[Labeled-object pointing entries]
★ ★ ★ ★ ★ ★ ★

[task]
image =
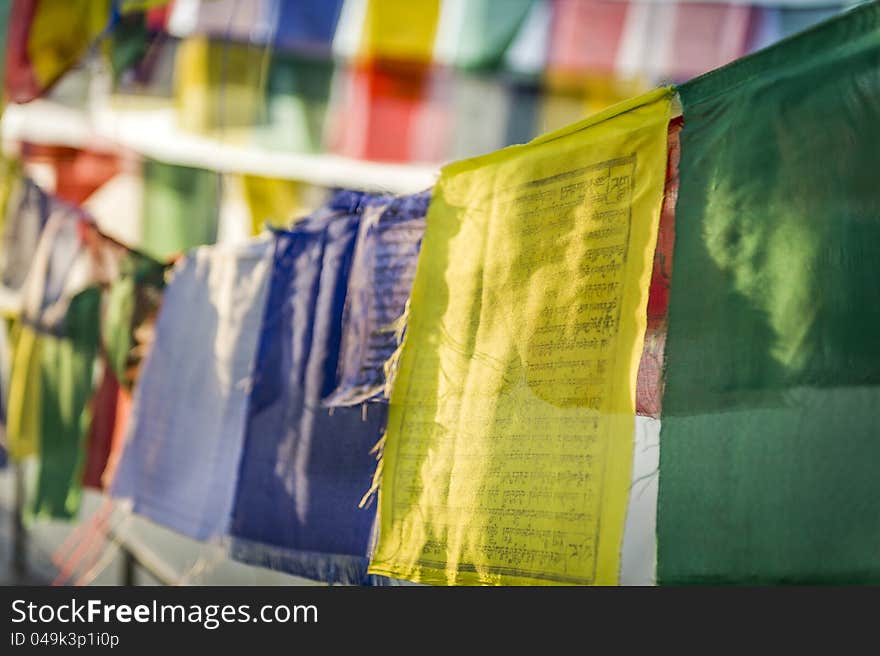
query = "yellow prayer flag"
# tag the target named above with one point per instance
(23, 403)
(401, 29)
(272, 201)
(61, 32)
(508, 453)
(220, 87)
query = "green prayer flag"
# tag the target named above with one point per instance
(66, 372)
(488, 27)
(180, 208)
(769, 445)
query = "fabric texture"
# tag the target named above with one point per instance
(187, 424)
(386, 255)
(769, 439)
(66, 385)
(305, 467)
(180, 209)
(511, 422)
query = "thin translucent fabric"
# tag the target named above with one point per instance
(187, 424)
(769, 449)
(386, 255)
(304, 467)
(510, 435)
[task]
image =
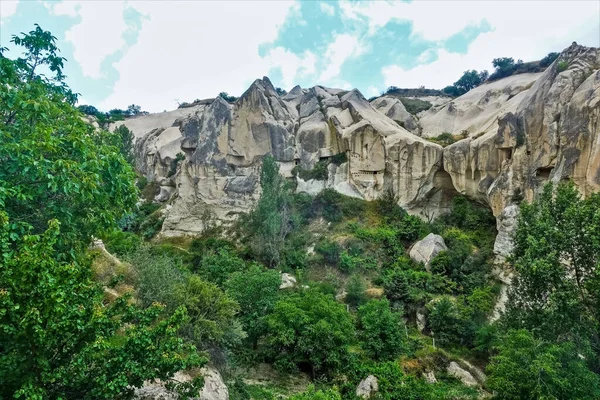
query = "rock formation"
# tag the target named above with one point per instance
(427, 248)
(522, 131)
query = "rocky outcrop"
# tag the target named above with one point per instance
(223, 145)
(394, 109)
(522, 131)
(427, 248)
(367, 387)
(463, 375)
(550, 135)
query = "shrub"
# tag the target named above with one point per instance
(211, 312)
(329, 250)
(218, 265)
(157, 276)
(549, 59)
(309, 328)
(380, 330)
(355, 291)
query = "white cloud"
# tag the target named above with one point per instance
(327, 8)
(188, 50)
(98, 34)
(373, 91)
(291, 65)
(528, 33)
(342, 48)
(7, 9)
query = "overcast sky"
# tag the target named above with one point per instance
(156, 53)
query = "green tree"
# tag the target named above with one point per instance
(269, 221)
(355, 291)
(61, 182)
(59, 340)
(54, 165)
(256, 290)
(309, 328)
(313, 394)
(470, 79)
(556, 291)
(380, 330)
(218, 264)
(526, 368)
(212, 312)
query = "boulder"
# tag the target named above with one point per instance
(367, 387)
(287, 281)
(463, 375)
(214, 388)
(427, 248)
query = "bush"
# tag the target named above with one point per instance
(529, 368)
(157, 276)
(355, 291)
(211, 313)
(217, 266)
(309, 328)
(380, 330)
(329, 250)
(120, 243)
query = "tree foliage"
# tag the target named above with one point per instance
(381, 330)
(269, 221)
(54, 165)
(556, 293)
(62, 182)
(256, 290)
(527, 369)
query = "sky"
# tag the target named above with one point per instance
(160, 53)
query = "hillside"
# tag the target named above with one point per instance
(310, 245)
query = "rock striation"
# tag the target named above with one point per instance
(521, 132)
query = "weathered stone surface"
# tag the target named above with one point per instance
(427, 248)
(463, 375)
(506, 224)
(367, 387)
(524, 131)
(214, 388)
(393, 108)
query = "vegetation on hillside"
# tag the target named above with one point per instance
(78, 323)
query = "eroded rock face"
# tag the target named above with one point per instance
(214, 388)
(552, 134)
(367, 387)
(463, 375)
(224, 143)
(523, 131)
(427, 248)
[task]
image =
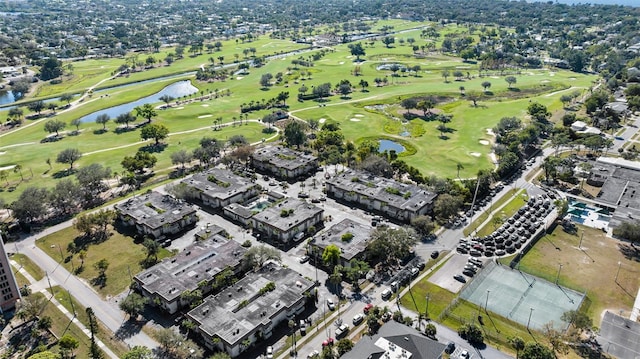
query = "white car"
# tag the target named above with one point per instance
(331, 304)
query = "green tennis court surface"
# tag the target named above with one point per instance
(520, 297)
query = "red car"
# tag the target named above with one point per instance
(328, 341)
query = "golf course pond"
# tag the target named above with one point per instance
(175, 90)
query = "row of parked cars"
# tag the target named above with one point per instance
(470, 269)
(512, 234)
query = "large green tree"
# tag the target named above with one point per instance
(146, 111)
(69, 156)
(294, 134)
(154, 131)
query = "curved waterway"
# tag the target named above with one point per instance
(175, 90)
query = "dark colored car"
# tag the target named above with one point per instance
(460, 278)
(451, 346)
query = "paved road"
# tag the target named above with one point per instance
(107, 312)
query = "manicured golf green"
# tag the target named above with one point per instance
(372, 113)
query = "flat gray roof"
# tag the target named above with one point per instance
(219, 183)
(348, 249)
(154, 209)
(200, 261)
(409, 196)
(283, 157)
(241, 308)
(301, 212)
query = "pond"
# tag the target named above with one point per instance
(388, 145)
(175, 90)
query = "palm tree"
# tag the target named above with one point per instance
(18, 169)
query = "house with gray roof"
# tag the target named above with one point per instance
(395, 200)
(157, 215)
(283, 162)
(349, 236)
(217, 187)
(395, 341)
(288, 219)
(247, 312)
(195, 268)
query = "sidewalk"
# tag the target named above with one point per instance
(52, 300)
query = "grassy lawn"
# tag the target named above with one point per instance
(497, 330)
(466, 143)
(104, 334)
(28, 265)
(592, 268)
(123, 254)
(511, 196)
(20, 279)
(61, 325)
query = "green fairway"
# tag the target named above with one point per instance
(372, 113)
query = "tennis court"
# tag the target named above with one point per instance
(521, 297)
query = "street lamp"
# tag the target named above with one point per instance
(581, 237)
(529, 321)
(487, 301)
(558, 275)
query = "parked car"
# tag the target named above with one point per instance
(451, 346)
(358, 318)
(367, 308)
(342, 331)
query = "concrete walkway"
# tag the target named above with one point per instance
(38, 284)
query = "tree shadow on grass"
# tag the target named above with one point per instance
(100, 281)
(153, 148)
(63, 174)
(129, 328)
(629, 251)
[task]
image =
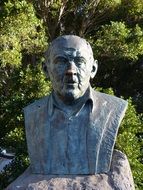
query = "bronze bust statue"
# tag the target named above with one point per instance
(73, 130)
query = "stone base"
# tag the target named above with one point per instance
(118, 178)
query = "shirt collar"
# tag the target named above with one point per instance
(90, 99)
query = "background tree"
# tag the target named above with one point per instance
(114, 29)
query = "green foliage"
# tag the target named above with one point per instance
(129, 139)
(117, 41)
(20, 31)
(130, 142)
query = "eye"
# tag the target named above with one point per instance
(79, 60)
(60, 60)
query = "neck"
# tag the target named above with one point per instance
(71, 106)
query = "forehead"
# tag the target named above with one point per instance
(71, 46)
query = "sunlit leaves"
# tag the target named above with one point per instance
(20, 31)
(118, 41)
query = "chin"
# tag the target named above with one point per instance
(71, 95)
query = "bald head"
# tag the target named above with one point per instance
(70, 65)
(70, 42)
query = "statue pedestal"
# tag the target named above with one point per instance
(118, 178)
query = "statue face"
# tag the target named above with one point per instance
(70, 68)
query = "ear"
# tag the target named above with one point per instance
(94, 69)
(45, 69)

★ ★ ★ ★ ★ ★ ★

[What to do]
Repeat the lines above exactly, and keep every picture out.

[Response to the task]
[task]
image =
query = "yellow prayer flag"
# tag the target named above with one point per instance
(23, 403)
(401, 29)
(272, 201)
(61, 32)
(508, 453)
(220, 87)
query = "green prayer flag"
# tag the target named above with one point per instance
(66, 372)
(488, 27)
(180, 208)
(769, 445)
query = "fabric texture"
# tag the target named above with one point per instance
(187, 424)
(386, 255)
(769, 439)
(66, 385)
(305, 467)
(180, 209)
(511, 422)
query = "thin translucent fabric"
# tag the target named above with one point per instance
(187, 424)
(769, 449)
(386, 255)
(304, 467)
(510, 435)
[task]
image =
query = "rock formation"
# tag the target named above with one point per instance
(427, 248)
(522, 131)
query = "rocky outcrop"
# tag the target named above with one point per instance
(223, 145)
(394, 109)
(522, 131)
(427, 248)
(367, 387)
(463, 375)
(550, 135)
query = "shrub"
# tag the target named above with one point per instance
(211, 312)
(329, 250)
(218, 265)
(157, 276)
(549, 59)
(309, 328)
(380, 330)
(355, 291)
query = "white cloud"
# tag the target named above with one point per instance
(327, 8)
(188, 50)
(98, 34)
(373, 91)
(291, 65)
(528, 33)
(342, 48)
(7, 9)
query = "overcast sky"
# tag the target named above with one point per instance
(156, 53)
query = "green tree"
# tag the target named above with one point per instance
(269, 221)
(355, 291)
(61, 182)
(59, 340)
(54, 165)
(256, 290)
(309, 328)
(313, 394)
(470, 79)
(556, 291)
(380, 330)
(218, 264)
(526, 368)
(212, 312)
query = "boulder"
# tag the target named above with one point per instance
(367, 387)
(287, 281)
(463, 375)
(214, 388)
(427, 248)
query = "bush"
# tag the target named above with one point per instance
(529, 368)
(157, 276)
(355, 291)
(211, 313)
(217, 266)
(309, 328)
(380, 330)
(329, 250)
(120, 243)
query = "tree foliage"
# tag the target named above with one point per instance
(381, 330)
(269, 221)
(54, 165)
(556, 293)
(62, 182)
(256, 290)
(527, 369)
query = "sky"
# tag the target named above with one point per instance
(160, 53)
query = "hillside"
# tag the target named above with one point per instance
(310, 245)
query = "rock striation"
# tag the target named above with one point per instance
(521, 132)
query = "weathered stone surface"
# tag the target named above with one point per instance
(427, 248)
(463, 375)
(506, 224)
(367, 387)
(524, 131)
(214, 388)
(393, 108)
query = "vegetation on hillside"
# tag the target named above with one point per instance
(78, 323)
query = "eroded rock face"
# tag the target named above with one point per instance
(214, 388)
(552, 134)
(367, 387)
(463, 375)
(224, 143)
(523, 131)
(427, 248)
[task]
image =
query = "white car"
# tag the target named above with one point per instance
(331, 304)
query = "green tennis court surface"
# tag the target named above with one point per instance
(520, 297)
query = "red car"
# tag the target named above with one point per instance
(328, 341)
query = "golf course pond"
# tag the target named above with one point per instance
(175, 90)
query = "row of parked cars"
# tag the target named above with one point per instance
(470, 269)
(512, 234)
query = "large green tree"
# tag the target named above with one point per instance
(146, 111)
(69, 156)
(294, 134)
(154, 131)
query = "curved waterway"
# tag the target named above with one point per instance
(175, 90)
query = "dark colored car"
# tag the target named above with one point per instance
(460, 278)
(451, 346)
query = "paved road"
# tag the target named above with one point per instance
(107, 312)
query = "manicured golf green"
# tag the target named above with one point per instance
(372, 113)
query = "flat gray roof"
# tag the target named above with one point per instance
(219, 183)
(348, 249)
(154, 209)
(200, 261)
(409, 196)
(283, 157)
(241, 308)
(301, 212)
query = "pond"
# tag the target named above with one point per instance
(388, 145)
(175, 90)
query = "palm tree"
# tag the target named above with one point per instance
(18, 169)
query = "house with gray roof"
# tag the target named above with one point per instance
(395, 200)
(157, 215)
(283, 162)
(349, 236)
(217, 187)
(395, 341)
(288, 219)
(247, 312)
(195, 268)
query = "sidewalk"
# tag the target named above with one point per instance
(52, 300)
query = "grassy lawn"
# tag the target named above with one point per instance
(497, 330)
(466, 143)
(104, 334)
(28, 265)
(592, 268)
(123, 254)
(511, 196)
(20, 279)
(61, 325)
query = "green fairway"
# tag the target named above with one point per instance
(372, 113)
query = "tennis court"
# tag the target named above with one point per instance
(521, 297)
query = "street lamp"
# tag the target named above with one point per instance
(581, 237)
(529, 321)
(487, 301)
(558, 275)
query = "parked car"
# tag the target named above with one point per instance
(451, 346)
(358, 318)
(367, 308)
(342, 331)
query = "concrete walkway"
# tag the target named above with one point per instance
(38, 284)
query = "tree shadow on grass"
# tag the target named above with one point per instance
(100, 281)
(153, 148)
(63, 174)
(129, 328)
(629, 251)
[task]
image =
query = "bronze bust statue"
# tag the target named above with one point per instance
(73, 130)
query = "stone base"
# tag the target named above with one point per instance
(118, 178)
query = "shirt collar"
# tag the target named above with one point per instance
(90, 99)
query = "background tree"
# tag the target named above with one point per instance
(114, 29)
query = "green foliage"
# tag the target named above with one point per instance
(129, 139)
(117, 41)
(20, 31)
(130, 142)
query = "eye"
# tag the target named above with one point per instance
(79, 60)
(60, 60)
query = "neck"
# tag the target named above with one point per instance
(71, 106)
query = "forehead"
# tag the target named above with one point per instance
(71, 46)
query = "sunlit leaves"
# tag the target named above with one point per instance
(20, 31)
(118, 41)
query = "chin"
# tag the target named above with one point per instance
(71, 95)
query = "bald head"
# tag the target named above with one point per instance
(70, 65)
(70, 42)
query = "statue pedestal"
# tag the target named above with one point per instance
(118, 178)
query = "statue face"
# tag the target named above with one point per instance
(70, 68)
query = "ear"
# tag the target named above with one point per instance
(94, 69)
(45, 69)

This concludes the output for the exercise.